Written problem → In the records below, reproduce only the lines starting at the one containing "--target blurred background" and ending at the one containing "Mark the region of every instance of the blurred", substituting "out-of-focus background" for "blurred background" and leaving every other character unchanged.

--- start ---

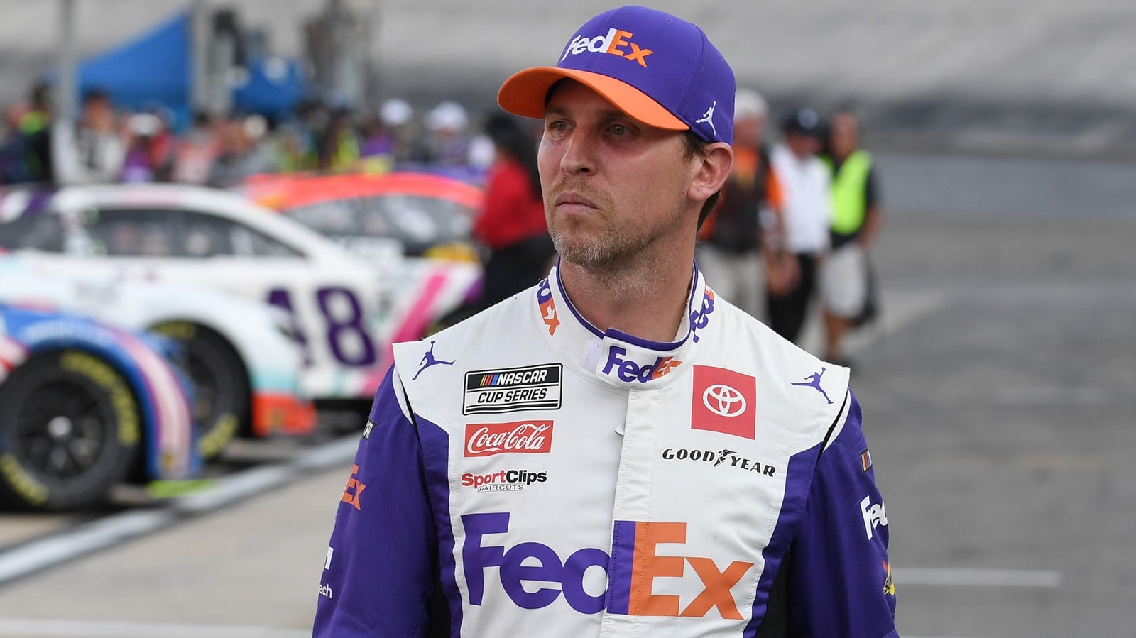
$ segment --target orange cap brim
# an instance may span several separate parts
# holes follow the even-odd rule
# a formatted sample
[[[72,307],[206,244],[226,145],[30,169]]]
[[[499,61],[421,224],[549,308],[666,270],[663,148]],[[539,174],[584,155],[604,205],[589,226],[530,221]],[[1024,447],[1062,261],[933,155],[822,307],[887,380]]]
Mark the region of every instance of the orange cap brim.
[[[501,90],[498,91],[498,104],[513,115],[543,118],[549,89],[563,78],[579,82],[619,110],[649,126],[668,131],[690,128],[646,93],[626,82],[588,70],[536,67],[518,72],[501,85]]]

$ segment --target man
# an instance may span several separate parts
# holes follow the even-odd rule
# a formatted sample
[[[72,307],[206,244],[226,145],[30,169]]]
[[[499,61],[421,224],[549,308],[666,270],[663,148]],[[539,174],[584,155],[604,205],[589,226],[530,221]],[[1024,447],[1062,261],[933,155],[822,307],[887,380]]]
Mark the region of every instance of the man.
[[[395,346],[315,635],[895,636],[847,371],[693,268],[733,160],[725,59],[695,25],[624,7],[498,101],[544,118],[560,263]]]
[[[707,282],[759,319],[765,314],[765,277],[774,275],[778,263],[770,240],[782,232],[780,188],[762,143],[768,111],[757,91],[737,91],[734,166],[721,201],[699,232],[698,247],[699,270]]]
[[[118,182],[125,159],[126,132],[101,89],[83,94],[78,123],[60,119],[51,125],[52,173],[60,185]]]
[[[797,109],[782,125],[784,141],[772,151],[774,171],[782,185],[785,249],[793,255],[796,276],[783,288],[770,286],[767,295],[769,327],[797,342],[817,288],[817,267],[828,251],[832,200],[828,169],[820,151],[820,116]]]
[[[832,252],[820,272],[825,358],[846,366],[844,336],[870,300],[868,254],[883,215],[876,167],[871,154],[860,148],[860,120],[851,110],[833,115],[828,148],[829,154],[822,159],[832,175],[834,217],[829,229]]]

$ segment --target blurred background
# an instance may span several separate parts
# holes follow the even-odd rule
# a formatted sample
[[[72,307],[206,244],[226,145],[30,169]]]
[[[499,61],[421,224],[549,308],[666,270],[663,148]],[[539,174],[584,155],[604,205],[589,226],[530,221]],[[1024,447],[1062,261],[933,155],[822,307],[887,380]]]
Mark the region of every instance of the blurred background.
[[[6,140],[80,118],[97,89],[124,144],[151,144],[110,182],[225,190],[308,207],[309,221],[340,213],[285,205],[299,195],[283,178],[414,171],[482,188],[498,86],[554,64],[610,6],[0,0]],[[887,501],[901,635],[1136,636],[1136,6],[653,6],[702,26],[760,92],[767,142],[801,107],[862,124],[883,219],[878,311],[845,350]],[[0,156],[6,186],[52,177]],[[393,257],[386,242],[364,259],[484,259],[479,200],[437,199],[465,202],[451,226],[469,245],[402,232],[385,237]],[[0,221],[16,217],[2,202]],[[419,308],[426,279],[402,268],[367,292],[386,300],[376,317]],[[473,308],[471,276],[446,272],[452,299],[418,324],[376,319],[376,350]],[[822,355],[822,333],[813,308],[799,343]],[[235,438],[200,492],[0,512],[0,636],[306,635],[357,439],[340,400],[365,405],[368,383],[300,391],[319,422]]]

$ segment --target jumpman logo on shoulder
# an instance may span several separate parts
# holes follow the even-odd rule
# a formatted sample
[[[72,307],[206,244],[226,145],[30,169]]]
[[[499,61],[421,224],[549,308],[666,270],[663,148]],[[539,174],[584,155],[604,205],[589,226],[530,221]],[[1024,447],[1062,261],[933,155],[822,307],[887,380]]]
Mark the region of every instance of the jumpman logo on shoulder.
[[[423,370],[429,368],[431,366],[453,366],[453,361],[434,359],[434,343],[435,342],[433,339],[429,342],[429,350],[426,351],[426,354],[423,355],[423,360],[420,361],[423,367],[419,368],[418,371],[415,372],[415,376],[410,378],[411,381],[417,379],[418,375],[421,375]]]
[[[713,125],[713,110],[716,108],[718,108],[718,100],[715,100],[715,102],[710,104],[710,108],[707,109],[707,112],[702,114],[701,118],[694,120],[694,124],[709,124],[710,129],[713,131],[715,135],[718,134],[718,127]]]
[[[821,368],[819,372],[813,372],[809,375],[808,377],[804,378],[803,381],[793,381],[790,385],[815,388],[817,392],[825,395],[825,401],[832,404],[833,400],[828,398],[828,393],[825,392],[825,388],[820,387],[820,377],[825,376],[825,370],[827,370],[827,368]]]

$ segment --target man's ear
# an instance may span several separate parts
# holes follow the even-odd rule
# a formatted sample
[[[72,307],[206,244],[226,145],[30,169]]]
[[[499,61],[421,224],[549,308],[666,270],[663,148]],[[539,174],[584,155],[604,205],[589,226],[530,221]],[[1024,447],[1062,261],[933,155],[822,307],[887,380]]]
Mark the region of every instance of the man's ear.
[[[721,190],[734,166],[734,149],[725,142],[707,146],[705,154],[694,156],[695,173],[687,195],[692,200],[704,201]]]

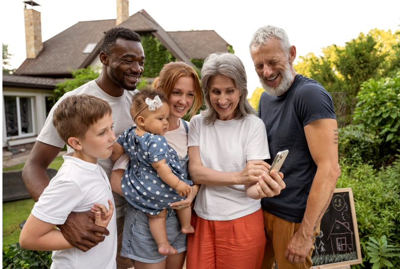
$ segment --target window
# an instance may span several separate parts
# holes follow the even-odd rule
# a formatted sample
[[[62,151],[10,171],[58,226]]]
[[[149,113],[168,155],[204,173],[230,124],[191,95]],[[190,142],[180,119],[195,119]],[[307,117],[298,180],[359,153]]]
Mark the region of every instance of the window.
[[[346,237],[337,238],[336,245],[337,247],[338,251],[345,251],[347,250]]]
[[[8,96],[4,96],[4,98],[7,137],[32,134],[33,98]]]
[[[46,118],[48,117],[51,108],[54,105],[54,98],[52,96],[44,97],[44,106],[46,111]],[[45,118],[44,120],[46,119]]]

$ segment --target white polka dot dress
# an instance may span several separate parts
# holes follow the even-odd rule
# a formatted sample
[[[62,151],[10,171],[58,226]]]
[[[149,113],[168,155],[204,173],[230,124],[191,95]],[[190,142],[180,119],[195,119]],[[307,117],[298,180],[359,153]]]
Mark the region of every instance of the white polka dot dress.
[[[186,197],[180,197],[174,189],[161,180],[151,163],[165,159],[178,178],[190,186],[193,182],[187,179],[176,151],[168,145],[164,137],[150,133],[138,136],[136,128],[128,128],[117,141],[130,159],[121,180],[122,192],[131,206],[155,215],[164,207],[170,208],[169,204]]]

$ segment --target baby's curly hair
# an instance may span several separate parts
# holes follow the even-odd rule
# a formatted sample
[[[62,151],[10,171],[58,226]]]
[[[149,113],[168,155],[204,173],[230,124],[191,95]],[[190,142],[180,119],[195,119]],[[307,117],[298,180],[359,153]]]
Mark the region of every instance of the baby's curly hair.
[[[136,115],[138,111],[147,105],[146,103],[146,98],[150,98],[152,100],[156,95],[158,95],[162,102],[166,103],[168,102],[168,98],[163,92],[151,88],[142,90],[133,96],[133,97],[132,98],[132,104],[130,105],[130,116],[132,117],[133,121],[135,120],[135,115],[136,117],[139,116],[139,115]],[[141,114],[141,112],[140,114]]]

--- end ---

Complete output →
$ segment --target out-of-focus background
# an instance may span several separate parts
# holes follow the even-odd rule
# a formatted sample
[[[72,307],[206,244],[226,145],[30,169]]]
[[[499,61],[421,224],[549,308],[666,270],[663,148]],[[539,174],[584,155],[604,205],[589,226],[530,221]],[[1024,447],[1062,261],[933,155],[822,307],[887,380]]]
Mark the region of every instance of the out-of-focus background.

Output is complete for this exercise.